Work instructions = When you output the entries, begin with the first line and end with the line containing "Put a dot on each instance of the white cloud", keeping each line exactly as it is.

Record set =
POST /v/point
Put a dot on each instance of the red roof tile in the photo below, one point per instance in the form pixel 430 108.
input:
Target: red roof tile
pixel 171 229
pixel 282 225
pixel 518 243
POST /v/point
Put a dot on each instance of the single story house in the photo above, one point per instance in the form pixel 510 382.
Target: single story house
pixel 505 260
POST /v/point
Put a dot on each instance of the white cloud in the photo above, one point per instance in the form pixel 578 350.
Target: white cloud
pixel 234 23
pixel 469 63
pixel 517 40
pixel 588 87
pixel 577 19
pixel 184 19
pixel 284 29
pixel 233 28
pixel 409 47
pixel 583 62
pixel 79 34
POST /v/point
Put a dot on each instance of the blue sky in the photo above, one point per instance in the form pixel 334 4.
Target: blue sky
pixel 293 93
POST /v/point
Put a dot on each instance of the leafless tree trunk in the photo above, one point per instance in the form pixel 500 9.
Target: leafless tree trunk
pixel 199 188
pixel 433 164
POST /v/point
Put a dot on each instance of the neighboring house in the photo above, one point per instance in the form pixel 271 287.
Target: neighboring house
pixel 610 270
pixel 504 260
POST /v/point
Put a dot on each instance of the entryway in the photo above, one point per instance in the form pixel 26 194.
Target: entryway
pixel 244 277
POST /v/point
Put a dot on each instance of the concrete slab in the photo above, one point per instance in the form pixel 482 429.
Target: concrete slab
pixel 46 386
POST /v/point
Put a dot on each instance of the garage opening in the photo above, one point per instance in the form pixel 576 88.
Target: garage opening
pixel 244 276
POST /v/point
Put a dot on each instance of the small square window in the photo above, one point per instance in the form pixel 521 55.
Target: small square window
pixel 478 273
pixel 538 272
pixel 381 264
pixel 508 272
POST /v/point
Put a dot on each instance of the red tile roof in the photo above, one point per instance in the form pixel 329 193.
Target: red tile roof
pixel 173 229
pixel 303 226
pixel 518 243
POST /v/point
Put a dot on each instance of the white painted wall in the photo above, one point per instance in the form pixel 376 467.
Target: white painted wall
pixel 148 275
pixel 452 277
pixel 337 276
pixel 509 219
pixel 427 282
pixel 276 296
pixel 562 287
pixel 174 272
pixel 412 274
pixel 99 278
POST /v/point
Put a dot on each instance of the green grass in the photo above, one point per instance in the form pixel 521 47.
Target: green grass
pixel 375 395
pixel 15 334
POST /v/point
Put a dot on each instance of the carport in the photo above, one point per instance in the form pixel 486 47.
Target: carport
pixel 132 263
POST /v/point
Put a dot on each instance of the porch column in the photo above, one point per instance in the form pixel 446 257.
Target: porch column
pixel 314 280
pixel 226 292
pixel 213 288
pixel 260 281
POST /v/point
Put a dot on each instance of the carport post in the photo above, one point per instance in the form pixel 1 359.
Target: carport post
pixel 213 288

Result =
POST /v/point
Put a dot on each instance of the red roof tile in the photo below, one point per instance in the form pixel 430 108.
input:
Target: red roof tile
pixel 171 229
pixel 282 225
pixel 518 243
POST /v/point
Put a dot on each instance of the single story house in the photo above, one point per instance in the form pixel 510 382.
Target: single story house
pixel 505 260
POST /v/point
Put a dot on each instance of the white cloud in the photo above, one point per instance in the form pixel 578 350.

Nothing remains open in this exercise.